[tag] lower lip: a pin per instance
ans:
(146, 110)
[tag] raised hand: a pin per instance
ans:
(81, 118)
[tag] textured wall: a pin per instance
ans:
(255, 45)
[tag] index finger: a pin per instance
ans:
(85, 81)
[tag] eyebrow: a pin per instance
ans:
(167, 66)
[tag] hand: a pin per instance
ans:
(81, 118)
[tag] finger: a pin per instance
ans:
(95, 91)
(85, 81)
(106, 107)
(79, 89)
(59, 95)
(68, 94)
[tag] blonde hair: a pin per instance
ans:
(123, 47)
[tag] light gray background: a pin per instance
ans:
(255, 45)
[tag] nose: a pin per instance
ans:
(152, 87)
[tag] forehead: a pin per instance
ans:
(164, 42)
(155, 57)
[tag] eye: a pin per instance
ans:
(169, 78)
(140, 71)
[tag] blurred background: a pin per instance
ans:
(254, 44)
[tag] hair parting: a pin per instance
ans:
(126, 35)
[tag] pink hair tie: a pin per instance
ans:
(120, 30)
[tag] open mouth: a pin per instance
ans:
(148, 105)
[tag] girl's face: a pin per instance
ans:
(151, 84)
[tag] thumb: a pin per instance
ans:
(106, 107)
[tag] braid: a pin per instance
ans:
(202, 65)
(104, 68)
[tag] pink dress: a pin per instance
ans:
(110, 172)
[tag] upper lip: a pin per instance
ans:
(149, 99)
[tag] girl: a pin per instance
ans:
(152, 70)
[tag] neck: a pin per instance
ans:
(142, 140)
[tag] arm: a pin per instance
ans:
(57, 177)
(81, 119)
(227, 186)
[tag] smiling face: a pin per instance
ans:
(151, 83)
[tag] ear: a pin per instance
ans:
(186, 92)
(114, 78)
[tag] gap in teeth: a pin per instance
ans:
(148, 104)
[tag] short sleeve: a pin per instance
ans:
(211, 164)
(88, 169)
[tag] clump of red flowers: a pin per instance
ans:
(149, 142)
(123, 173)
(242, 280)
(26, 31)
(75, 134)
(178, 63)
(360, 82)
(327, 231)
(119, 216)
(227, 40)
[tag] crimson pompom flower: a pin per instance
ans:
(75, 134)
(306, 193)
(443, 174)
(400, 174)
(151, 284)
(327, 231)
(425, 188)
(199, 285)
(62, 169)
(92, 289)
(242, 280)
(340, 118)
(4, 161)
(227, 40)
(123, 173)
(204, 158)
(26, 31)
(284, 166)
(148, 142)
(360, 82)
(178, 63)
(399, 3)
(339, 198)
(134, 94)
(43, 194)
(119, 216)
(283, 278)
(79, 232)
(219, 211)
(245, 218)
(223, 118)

* * *

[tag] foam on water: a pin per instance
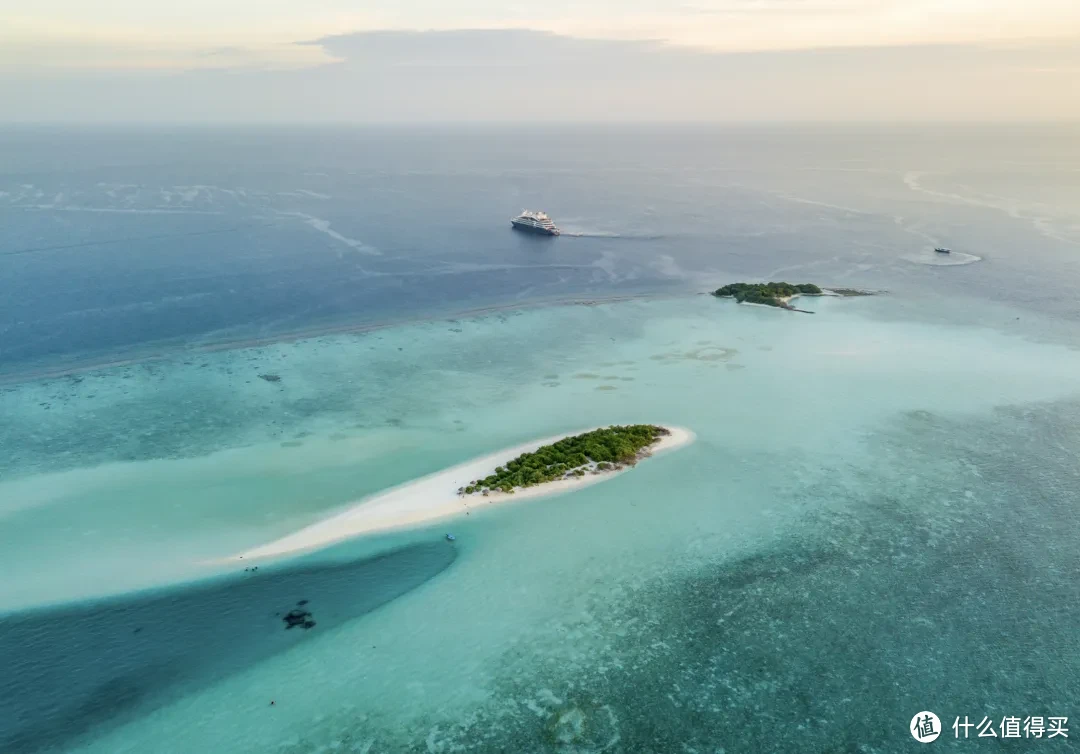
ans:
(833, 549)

---

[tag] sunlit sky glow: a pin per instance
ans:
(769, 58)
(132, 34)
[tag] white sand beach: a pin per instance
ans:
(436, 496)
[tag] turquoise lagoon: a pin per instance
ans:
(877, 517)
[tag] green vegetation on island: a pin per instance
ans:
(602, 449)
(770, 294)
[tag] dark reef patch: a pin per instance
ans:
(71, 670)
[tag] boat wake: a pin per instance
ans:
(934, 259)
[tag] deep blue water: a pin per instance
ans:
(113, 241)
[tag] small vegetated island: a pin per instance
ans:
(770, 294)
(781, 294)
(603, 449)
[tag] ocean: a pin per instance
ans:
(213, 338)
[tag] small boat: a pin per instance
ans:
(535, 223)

SHORT PROBLEM
How many lines of the material above contain the string "pink", with case counting? Give only the number.

ANSWER
2